PROBLEM STATEMENT:
List each line from the entries below that includes the word "cirrus".

Items listed in a dataset
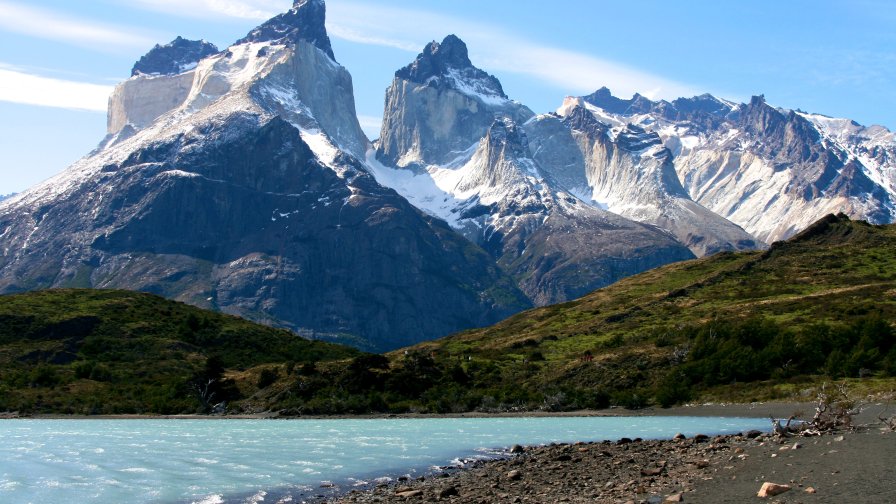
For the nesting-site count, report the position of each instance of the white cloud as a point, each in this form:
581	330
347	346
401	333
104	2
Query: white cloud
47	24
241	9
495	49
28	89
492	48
* * *
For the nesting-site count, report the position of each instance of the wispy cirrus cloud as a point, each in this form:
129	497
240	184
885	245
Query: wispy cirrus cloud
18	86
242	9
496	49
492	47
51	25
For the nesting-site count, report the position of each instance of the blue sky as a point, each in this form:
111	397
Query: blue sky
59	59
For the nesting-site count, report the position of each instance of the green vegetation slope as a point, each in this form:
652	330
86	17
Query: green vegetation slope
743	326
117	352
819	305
* * *
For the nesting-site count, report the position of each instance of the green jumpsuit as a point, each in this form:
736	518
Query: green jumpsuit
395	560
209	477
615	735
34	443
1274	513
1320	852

RESULT FOR THIS TASK:
For the nesting-site count, report the position of each instance of the wispy cirrus cloud as a point, each in this form:
Query: wispy cirrus cloud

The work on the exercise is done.